*What you will do*: Write out the passage from the machine learning monitoring article, starting at "Where possible, the" and ending at "or unexpected predictions.".

===== Text shown =====

Machine Learning Monitoring Best Practices

Machine learning (ML) models, unlike conventional applications, are susceptible to performance degradation over time due to various factors, including subtle changes in the production environment. Monitoring the health and throughput of a deployed ML service is insufficient. A comprehensive monitoring system is crucial to ensure the reliability and accuracy of ML models in production. This article explores the best practices for monitoring ML models, focusing on the key challenges and strategies for maintaining optimal performance.

The Need for Model Monitoring

Regardless of the efforts invested in developing, training, and evaluating ML models before deployment, their functionality inevitably degrades over time. Even subtle trends in the production environment can radically alter the model's behavior, especially for advanced models using deep learning and other non-deterministic techniques.

Setting Up a Monitoring System

To monitor a model's performance in production, a system that can analyze both the data being fed to the model and its predictions is required. This system should include a service that sits alongside the prediction service to ingest samples of input data and prediction logs, calculate metrics, and forward these metrics to observability and monitoring platforms for alerting and analysis.

Where possible, the monitoring service should calculate data and prediction drift metrics, as well as backtest metrics that directly evaluate the accuracy of predictions using historical data. Alongside tools for monitoring the data processing pipelines used for feature extraction, this setup enables the identification of key issues affecting model performance.

Key Challenges in ML Model Monitoring

Several challenges can impact the performance of ML models in production, including:

Training-Serving Skew: This occurs when there is a significant difference between training and production conditions, causing the model to make incorrect or unexpected predictions.

===== Record excerpts =====

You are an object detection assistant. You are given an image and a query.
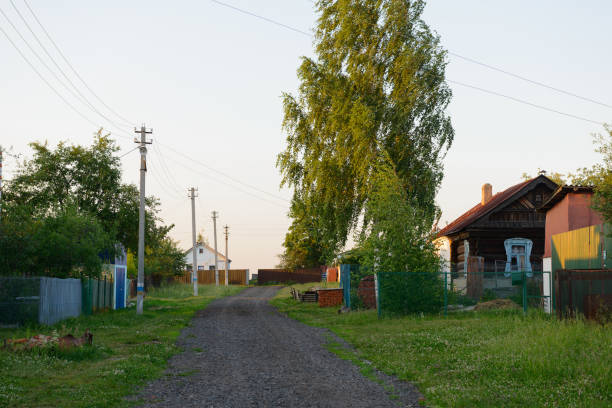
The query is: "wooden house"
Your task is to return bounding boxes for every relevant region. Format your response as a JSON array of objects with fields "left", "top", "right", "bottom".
[{"left": 436, "top": 175, "right": 558, "bottom": 272}]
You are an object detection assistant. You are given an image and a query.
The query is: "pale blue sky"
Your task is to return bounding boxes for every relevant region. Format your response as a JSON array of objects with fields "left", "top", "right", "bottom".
[{"left": 0, "top": 0, "right": 612, "bottom": 270}]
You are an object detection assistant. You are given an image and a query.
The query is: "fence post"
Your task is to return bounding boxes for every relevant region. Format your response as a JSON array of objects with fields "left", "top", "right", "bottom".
[
  {"left": 521, "top": 271, "right": 527, "bottom": 314},
  {"left": 374, "top": 273, "right": 381, "bottom": 319},
  {"left": 443, "top": 272, "right": 448, "bottom": 317}
]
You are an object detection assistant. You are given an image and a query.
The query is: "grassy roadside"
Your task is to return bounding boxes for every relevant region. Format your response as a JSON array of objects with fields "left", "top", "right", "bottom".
[
  {"left": 0, "top": 284, "right": 244, "bottom": 407},
  {"left": 272, "top": 289, "right": 612, "bottom": 407}
]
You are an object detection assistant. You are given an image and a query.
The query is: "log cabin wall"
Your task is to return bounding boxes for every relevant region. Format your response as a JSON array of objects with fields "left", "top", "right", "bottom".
[{"left": 447, "top": 176, "right": 556, "bottom": 272}]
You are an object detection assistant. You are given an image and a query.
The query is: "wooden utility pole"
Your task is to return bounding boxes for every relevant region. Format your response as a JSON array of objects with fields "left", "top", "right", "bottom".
[
  {"left": 189, "top": 187, "right": 198, "bottom": 296},
  {"left": 134, "top": 124, "right": 153, "bottom": 314},
  {"left": 223, "top": 225, "right": 229, "bottom": 286},
  {"left": 212, "top": 211, "right": 219, "bottom": 286}
]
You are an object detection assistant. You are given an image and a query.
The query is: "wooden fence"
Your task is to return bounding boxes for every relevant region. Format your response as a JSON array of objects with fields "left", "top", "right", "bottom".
[
  {"left": 257, "top": 267, "right": 325, "bottom": 285},
  {"left": 174, "top": 269, "right": 249, "bottom": 285}
]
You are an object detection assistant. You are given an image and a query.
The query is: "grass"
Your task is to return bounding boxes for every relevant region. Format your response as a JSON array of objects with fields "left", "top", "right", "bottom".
[
  {"left": 272, "top": 292, "right": 612, "bottom": 407},
  {"left": 0, "top": 284, "right": 243, "bottom": 407}
]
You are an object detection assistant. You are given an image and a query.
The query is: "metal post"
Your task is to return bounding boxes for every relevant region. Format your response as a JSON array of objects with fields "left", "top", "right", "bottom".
[
  {"left": 134, "top": 125, "right": 153, "bottom": 315},
  {"left": 0, "top": 146, "right": 2, "bottom": 219},
  {"left": 212, "top": 211, "right": 219, "bottom": 286},
  {"left": 223, "top": 225, "right": 229, "bottom": 286},
  {"left": 189, "top": 187, "right": 198, "bottom": 296},
  {"left": 521, "top": 271, "right": 527, "bottom": 314},
  {"left": 442, "top": 272, "right": 448, "bottom": 317}
]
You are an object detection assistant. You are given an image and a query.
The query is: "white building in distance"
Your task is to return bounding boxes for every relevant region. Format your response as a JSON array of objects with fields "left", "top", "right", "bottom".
[{"left": 185, "top": 242, "right": 232, "bottom": 271}]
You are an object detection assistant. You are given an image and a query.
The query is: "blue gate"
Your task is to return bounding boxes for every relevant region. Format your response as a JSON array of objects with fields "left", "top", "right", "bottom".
[
  {"left": 115, "top": 266, "right": 125, "bottom": 309},
  {"left": 340, "top": 264, "right": 351, "bottom": 309}
]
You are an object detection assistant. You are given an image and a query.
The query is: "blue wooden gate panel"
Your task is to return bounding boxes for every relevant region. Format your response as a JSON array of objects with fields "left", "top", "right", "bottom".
[
  {"left": 340, "top": 265, "right": 351, "bottom": 308},
  {"left": 115, "top": 266, "right": 125, "bottom": 309}
]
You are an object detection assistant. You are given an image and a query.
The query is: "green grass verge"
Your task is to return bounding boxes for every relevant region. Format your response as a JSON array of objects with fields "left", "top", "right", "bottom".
[
  {"left": 0, "top": 284, "right": 244, "bottom": 407},
  {"left": 272, "top": 294, "right": 612, "bottom": 407}
]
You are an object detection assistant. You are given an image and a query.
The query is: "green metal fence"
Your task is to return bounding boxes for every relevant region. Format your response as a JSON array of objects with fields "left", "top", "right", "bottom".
[
  {"left": 82, "top": 278, "right": 114, "bottom": 315},
  {"left": 376, "top": 271, "right": 554, "bottom": 317}
]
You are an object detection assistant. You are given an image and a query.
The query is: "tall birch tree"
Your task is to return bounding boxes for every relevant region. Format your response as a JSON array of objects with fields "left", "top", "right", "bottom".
[{"left": 277, "top": 0, "right": 454, "bottom": 266}]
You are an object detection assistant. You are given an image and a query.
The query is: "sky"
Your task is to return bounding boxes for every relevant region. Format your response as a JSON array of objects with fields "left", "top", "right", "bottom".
[{"left": 0, "top": 0, "right": 612, "bottom": 273}]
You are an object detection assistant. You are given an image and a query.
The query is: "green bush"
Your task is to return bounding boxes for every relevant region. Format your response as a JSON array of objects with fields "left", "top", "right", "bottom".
[{"left": 378, "top": 272, "right": 444, "bottom": 315}]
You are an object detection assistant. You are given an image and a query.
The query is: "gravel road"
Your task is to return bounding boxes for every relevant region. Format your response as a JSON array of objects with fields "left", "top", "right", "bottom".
[{"left": 135, "top": 287, "right": 420, "bottom": 408}]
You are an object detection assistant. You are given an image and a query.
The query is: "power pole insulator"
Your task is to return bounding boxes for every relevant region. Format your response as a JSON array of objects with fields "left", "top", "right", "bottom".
[{"left": 134, "top": 124, "right": 153, "bottom": 315}]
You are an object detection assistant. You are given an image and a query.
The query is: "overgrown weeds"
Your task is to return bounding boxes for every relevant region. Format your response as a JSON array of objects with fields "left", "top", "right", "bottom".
[{"left": 0, "top": 284, "right": 242, "bottom": 407}]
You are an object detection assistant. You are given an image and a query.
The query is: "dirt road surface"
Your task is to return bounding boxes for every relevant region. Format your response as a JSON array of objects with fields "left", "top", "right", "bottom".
[{"left": 136, "top": 286, "right": 420, "bottom": 408}]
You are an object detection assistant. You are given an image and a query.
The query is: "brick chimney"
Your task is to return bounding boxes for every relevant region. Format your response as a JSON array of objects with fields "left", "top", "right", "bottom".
[{"left": 480, "top": 183, "right": 493, "bottom": 205}]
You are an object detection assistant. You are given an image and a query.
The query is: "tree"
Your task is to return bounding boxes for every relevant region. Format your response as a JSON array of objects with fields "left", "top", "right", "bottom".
[
  {"left": 0, "top": 206, "right": 113, "bottom": 278},
  {"left": 3, "top": 129, "right": 159, "bottom": 252},
  {"left": 581, "top": 125, "right": 612, "bottom": 223},
  {"left": 145, "top": 235, "right": 186, "bottom": 286},
  {"left": 0, "top": 130, "right": 179, "bottom": 276},
  {"left": 277, "top": 0, "right": 454, "bottom": 266}
]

=====

*Reply to the task*:
Where possible, the monitoring service should calculate data and prediction drift metrics, as well as backtest metrics that directly evaluate the accuracy of predictions using historical data. Alongside tools for monitoring the data processing pipelines used for feature extraction, this setup enables the identification of key issues affecting model performance.

Key Challenges in ML Model Monitoring

Several challenges can impact the performance of ML models in production, including:

Training-Serving Skew: This occurs when there is a significant difference between training and production conditions, causing the model to make incorrect or unexpected predictions.